**WHAT NEEDS TO BE DONE**. Reproduce every line of the listing below word for word, with nothing changed.

[Pointing entries for named objects]
>> Begin

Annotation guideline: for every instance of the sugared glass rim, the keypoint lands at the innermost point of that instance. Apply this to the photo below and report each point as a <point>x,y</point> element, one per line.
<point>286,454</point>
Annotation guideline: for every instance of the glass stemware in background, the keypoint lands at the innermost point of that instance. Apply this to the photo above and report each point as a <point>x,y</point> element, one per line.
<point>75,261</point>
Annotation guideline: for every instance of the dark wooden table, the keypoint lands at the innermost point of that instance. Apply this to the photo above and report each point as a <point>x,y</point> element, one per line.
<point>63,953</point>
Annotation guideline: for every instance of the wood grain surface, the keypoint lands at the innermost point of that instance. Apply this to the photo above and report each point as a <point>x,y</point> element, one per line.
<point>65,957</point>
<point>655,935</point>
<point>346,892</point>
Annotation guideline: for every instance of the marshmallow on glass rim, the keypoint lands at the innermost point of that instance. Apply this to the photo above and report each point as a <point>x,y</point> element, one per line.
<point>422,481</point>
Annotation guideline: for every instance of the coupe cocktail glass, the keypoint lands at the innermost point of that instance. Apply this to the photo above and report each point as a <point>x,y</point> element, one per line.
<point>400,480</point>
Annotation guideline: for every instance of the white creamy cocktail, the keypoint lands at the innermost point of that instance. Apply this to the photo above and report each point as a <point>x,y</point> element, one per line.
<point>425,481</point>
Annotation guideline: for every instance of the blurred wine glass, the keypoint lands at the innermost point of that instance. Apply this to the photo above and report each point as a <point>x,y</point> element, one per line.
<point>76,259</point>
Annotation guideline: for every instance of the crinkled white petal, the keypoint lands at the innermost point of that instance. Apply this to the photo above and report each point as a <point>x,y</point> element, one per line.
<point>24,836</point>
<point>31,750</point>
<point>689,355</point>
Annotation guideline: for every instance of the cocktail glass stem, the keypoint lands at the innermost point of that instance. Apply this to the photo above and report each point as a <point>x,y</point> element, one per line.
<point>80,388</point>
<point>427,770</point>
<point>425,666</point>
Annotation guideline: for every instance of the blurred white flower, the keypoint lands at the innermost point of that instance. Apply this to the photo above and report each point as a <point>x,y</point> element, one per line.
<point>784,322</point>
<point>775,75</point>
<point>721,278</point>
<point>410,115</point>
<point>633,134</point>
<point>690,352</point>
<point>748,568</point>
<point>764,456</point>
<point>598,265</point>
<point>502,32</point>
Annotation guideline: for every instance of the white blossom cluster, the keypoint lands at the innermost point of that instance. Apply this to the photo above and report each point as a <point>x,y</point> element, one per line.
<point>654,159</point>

>> End

**TASK RESPONSE**.
Annotation guideline: for every instance of the sugared glass rim, the keypoint lands at the innermost point of that instance. Apply this to the photo below and report each point as a <point>x,y</point> element, one per line.
<point>286,454</point>
Annotation guideline: for every instance of the glass stemware in background, the keypoint lands at the innermost point of that instance. Apply this to the photo above and report each point as a <point>x,y</point> element, one per line.
<point>75,261</point>
Annotation guideline: for every instance of the dark wooden table, the keypoint lands at the innermost point of that instance. Apply this to the photo above and report each point as a <point>x,y</point> element, one per line.
<point>63,953</point>
Annotation guideline: for every instance of the wood grain surface, the keypoint lands at the innermost point of that instance. Apply this to the photo above and report each point as a <point>x,y</point> element, one per line.
<point>65,957</point>
<point>655,935</point>
<point>346,892</point>
Annotation guideline: for every instance of the marshmallow on glass rim, the keypoint lands at the innermost point of that instance. Apply this to the photo above and report each point as a <point>x,y</point> element, one per line.
<point>422,481</point>
Annotation guideline: for every instance of the coupe cocktail glass, the keypoint lands at the innermost point of that instance. Apply this to the photo above and report each point as a <point>x,y</point> element, one per line.
<point>400,480</point>
Annotation guideline: for every instance of the white creamy cocktail, the keypoint lands at the innermost point of that instance. Apply this to the photo above and report each point as a <point>x,y</point> element, one per line.
<point>425,481</point>
Annotation guideline: for every instance of the blurred wine glass, the keypoint lands at the innermost point of that instance. Apply this to the photo above and report each point as a <point>x,y</point> element, one per line.
<point>76,259</point>
Annotation guideline: for every instance of the crinkled white petal, the keypoint lands at the innermost point of that instance. Apply this to the photo above and report each point as a <point>x,y</point> element, one per line.
<point>24,836</point>
<point>31,750</point>
<point>689,355</point>
Annotation guideline: for every instance of the cocktail glass stem, the keypoint lands at the innermost point of that instance. Apply this to the photo above and report each point as a <point>x,y</point> element, one per line.
<point>80,388</point>
<point>427,770</point>
<point>425,666</point>
Annotation guideline: for every instance of the blurred white flower, the keypoint lands at the innermost point of that instance. Apply this to the photo above and report each point as a <point>x,y</point> element, one per line.
<point>784,322</point>
<point>775,75</point>
<point>721,278</point>
<point>410,115</point>
<point>633,134</point>
<point>690,352</point>
<point>748,568</point>
<point>764,456</point>
<point>598,265</point>
<point>502,32</point>
Annotation guideline: for every instance of the white blossom cluster, the keypoint lands at the innermost point of that instance. Apply this to the photo above and report each point as a <point>x,y</point> element, one per line.
<point>654,159</point>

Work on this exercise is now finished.